Work to do: Edit the records starting at the beginning and ending at the line containing "[0,0,640,166]" by changing "wooden side table" to "wooden end table", and reproduce only those lines with all else unchanged.

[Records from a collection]
────────────────────

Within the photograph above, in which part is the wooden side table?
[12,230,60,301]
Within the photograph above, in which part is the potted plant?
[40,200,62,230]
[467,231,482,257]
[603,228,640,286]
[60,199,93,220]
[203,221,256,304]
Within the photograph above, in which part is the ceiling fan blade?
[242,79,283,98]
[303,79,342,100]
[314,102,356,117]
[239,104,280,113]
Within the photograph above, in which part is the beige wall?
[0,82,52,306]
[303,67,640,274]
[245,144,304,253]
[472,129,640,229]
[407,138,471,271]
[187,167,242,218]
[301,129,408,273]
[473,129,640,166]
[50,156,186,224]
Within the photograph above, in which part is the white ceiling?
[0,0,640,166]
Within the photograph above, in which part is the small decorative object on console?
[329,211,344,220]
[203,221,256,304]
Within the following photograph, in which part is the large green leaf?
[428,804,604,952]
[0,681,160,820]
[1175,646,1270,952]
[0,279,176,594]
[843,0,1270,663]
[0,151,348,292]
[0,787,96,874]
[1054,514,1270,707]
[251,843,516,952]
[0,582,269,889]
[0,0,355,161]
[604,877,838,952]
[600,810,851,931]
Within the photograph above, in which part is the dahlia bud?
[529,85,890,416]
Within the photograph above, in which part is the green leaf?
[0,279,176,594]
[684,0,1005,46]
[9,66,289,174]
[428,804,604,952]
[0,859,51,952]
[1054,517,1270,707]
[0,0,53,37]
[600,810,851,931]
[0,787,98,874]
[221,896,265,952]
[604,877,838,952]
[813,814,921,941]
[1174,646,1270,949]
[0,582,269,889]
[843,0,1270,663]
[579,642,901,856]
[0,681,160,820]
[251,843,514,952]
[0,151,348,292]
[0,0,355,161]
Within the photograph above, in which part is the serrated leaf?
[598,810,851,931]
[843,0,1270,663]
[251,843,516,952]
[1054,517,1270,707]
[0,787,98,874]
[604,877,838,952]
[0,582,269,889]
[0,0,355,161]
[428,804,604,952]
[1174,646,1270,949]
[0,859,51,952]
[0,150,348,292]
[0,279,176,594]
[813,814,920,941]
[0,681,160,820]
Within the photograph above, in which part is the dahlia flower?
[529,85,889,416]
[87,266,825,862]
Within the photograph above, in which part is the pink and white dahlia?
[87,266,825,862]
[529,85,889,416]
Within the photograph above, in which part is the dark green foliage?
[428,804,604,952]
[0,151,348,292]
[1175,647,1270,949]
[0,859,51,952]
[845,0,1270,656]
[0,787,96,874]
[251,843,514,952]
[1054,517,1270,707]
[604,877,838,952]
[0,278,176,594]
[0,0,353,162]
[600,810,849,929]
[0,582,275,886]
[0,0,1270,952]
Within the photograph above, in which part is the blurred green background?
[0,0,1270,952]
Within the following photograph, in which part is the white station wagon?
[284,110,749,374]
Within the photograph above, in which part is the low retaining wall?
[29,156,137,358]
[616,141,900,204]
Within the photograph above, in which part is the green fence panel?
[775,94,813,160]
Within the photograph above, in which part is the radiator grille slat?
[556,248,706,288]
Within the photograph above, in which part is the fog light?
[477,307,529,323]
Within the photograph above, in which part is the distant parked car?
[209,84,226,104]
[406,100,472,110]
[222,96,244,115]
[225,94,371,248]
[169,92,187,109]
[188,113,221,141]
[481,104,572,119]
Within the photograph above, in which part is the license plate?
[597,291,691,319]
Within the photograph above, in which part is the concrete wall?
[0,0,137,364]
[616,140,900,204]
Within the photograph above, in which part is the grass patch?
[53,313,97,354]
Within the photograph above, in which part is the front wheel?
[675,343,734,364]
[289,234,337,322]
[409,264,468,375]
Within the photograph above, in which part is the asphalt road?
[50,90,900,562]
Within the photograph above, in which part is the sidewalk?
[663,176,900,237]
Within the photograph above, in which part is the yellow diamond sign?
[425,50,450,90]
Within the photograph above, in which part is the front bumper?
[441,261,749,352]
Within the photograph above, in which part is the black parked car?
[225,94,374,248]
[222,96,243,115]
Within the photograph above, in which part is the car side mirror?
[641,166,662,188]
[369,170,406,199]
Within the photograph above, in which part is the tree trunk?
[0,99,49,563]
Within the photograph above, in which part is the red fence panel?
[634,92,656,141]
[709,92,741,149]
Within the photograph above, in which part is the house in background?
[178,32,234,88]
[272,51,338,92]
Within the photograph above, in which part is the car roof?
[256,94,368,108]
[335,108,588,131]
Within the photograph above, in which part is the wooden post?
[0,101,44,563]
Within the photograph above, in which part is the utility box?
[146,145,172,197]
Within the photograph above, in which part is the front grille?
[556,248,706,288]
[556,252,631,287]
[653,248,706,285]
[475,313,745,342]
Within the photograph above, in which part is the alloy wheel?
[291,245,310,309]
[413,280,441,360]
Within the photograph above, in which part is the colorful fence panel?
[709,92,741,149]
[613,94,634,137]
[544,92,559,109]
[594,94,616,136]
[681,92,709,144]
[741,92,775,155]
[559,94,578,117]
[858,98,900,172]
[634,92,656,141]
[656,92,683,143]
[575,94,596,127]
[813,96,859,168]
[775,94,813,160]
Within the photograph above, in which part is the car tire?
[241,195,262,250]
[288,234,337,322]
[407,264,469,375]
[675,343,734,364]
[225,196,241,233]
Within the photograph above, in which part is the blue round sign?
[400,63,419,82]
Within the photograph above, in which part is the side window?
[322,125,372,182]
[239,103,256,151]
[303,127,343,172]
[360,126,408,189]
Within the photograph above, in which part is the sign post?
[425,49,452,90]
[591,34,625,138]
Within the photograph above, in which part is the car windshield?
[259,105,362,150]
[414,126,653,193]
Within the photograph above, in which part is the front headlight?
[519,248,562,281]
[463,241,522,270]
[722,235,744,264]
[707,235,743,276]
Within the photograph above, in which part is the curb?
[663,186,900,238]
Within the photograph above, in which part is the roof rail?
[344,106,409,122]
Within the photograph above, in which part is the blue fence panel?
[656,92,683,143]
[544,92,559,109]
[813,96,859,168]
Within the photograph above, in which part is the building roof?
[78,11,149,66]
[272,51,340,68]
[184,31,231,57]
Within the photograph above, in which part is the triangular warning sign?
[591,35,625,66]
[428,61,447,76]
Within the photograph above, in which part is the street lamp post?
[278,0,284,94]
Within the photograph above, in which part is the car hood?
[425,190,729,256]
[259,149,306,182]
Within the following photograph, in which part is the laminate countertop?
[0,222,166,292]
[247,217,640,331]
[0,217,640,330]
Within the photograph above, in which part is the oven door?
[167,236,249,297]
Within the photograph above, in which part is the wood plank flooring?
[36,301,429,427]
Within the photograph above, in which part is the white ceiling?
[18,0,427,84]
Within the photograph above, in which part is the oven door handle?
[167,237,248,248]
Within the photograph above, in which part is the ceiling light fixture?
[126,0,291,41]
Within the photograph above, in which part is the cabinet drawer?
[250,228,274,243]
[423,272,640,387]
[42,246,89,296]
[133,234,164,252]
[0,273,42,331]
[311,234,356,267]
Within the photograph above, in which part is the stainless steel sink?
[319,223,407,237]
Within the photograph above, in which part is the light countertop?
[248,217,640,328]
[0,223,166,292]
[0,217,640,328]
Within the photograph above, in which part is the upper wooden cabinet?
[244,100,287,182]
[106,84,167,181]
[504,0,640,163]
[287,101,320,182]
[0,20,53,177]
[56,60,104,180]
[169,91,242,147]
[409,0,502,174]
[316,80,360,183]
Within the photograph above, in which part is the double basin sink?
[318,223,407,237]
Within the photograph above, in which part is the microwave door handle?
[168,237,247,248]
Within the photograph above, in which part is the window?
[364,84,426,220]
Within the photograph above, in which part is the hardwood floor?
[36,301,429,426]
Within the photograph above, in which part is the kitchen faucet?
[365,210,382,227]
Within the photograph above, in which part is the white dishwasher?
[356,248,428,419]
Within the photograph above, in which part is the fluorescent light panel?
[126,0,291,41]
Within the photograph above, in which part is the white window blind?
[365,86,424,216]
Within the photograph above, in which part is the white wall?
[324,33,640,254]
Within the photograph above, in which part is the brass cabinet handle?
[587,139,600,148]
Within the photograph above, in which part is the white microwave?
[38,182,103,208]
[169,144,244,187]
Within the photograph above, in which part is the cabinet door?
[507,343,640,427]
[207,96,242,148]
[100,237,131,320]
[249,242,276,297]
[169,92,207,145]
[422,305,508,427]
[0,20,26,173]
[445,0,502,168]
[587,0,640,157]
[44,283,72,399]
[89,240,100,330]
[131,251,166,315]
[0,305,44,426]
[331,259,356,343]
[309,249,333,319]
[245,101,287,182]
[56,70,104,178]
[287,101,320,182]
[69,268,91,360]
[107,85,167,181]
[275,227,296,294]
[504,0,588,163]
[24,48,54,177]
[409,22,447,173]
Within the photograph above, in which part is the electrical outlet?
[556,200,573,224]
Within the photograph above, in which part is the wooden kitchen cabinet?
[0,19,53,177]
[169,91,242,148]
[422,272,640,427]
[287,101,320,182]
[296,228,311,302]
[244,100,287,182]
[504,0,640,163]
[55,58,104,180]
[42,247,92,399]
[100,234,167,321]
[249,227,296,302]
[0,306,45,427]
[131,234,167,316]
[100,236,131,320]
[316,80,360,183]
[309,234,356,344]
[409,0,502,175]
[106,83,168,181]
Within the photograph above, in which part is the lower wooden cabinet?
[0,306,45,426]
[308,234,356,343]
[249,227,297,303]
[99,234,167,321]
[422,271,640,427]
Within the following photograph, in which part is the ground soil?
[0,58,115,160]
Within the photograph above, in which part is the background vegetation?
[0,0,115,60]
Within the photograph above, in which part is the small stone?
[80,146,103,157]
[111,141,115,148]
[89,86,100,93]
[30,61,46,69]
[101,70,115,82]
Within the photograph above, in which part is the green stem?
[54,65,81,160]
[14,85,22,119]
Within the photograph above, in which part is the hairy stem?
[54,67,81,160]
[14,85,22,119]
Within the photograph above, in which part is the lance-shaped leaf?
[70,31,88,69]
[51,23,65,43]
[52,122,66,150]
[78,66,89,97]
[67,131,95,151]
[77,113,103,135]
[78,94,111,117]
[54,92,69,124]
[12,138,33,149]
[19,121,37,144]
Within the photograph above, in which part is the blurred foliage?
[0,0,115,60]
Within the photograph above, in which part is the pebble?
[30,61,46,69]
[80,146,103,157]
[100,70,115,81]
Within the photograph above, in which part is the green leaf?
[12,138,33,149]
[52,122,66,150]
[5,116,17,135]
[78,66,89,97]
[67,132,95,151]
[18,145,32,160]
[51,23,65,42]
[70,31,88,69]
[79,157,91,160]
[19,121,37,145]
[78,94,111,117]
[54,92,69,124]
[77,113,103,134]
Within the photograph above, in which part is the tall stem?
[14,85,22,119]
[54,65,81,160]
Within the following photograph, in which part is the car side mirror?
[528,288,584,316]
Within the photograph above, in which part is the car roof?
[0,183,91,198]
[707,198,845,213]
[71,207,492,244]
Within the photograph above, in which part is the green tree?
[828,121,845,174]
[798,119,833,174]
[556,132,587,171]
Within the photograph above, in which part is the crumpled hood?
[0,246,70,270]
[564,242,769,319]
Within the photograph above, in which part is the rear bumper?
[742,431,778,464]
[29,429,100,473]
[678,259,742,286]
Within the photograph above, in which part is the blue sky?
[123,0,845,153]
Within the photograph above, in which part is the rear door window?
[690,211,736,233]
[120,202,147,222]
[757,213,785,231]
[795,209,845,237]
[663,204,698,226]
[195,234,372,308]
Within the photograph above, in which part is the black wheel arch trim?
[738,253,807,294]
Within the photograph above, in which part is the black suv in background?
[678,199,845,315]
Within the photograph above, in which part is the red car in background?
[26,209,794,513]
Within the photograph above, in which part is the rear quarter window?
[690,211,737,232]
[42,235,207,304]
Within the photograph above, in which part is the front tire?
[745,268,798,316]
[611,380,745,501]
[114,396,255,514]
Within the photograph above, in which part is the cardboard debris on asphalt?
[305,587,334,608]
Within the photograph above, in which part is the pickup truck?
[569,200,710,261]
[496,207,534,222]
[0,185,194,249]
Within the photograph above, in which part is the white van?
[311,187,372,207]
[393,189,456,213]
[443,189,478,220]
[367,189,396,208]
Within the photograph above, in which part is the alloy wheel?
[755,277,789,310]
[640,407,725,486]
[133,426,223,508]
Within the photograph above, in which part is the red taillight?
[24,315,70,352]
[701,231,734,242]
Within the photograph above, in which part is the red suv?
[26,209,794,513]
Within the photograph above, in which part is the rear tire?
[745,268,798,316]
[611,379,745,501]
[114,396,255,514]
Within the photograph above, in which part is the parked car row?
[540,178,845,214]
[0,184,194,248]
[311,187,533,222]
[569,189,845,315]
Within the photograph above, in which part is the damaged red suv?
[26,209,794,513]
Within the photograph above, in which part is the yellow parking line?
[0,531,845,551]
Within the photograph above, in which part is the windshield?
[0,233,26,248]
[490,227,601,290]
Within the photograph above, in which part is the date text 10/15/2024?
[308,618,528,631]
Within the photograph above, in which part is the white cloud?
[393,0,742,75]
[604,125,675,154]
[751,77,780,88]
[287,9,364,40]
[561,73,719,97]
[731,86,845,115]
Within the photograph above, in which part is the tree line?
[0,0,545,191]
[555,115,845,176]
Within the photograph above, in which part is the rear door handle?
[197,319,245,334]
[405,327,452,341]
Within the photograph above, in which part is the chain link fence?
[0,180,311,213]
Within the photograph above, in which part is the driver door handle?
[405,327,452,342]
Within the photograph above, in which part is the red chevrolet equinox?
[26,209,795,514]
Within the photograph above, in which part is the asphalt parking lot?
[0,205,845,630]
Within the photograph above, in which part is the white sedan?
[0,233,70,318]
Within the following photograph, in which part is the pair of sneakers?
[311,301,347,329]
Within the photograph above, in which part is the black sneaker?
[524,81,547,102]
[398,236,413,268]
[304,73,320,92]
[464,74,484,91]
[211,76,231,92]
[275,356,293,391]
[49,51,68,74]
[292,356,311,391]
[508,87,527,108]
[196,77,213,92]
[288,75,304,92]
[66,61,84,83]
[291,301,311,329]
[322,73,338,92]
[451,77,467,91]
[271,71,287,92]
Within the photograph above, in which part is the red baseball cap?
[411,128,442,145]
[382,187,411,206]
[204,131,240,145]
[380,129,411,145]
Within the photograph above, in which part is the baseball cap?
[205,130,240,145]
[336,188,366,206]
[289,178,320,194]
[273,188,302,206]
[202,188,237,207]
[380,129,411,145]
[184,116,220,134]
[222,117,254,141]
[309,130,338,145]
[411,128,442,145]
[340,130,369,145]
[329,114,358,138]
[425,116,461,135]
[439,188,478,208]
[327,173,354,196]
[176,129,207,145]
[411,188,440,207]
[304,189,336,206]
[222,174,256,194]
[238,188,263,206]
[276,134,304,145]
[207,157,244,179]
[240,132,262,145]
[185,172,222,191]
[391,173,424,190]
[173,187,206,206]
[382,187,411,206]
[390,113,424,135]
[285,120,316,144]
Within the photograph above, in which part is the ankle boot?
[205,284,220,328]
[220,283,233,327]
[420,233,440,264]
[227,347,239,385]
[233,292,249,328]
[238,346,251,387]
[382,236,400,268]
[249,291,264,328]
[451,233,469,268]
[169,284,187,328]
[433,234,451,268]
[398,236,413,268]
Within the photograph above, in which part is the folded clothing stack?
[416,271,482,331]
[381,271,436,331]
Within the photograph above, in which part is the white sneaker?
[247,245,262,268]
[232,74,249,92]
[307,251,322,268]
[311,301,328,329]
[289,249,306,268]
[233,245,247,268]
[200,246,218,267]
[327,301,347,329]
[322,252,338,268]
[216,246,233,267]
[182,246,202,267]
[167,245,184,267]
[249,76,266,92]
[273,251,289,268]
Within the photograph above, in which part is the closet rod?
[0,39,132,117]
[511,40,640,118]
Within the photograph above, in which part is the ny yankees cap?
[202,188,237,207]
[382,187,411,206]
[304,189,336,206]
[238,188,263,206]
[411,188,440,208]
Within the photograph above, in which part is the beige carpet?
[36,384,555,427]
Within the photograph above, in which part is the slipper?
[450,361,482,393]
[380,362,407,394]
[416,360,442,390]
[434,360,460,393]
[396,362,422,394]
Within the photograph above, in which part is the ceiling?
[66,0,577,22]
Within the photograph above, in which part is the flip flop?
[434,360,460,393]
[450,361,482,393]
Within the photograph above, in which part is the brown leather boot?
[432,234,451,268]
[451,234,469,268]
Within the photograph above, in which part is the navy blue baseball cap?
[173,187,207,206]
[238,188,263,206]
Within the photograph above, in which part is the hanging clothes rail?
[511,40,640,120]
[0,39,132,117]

────────────────────

Response for this exercise:
Within the photograph above, in which part is the wooden end table?
[12,230,60,301]
Within the photograph above, in which part is the potted plant?
[40,200,62,230]
[467,231,482,257]
[603,228,640,286]
[60,199,93,220]
[203,221,256,304]
Within the photograph above, in which part is the ceiling fan blade?
[242,79,283,98]
[303,79,342,100]
[314,102,356,117]
[239,104,280,113]
Within the photograph above, in which part is the beige wall?
[0,82,52,306]
[303,67,640,274]
[245,144,304,253]
[472,129,640,229]
[407,138,471,271]
[187,167,242,218]
[301,129,408,273]
[473,129,640,166]
[50,156,186,224]
Within the photograph above, in which part is the white ceiling?
[0,0,640,166]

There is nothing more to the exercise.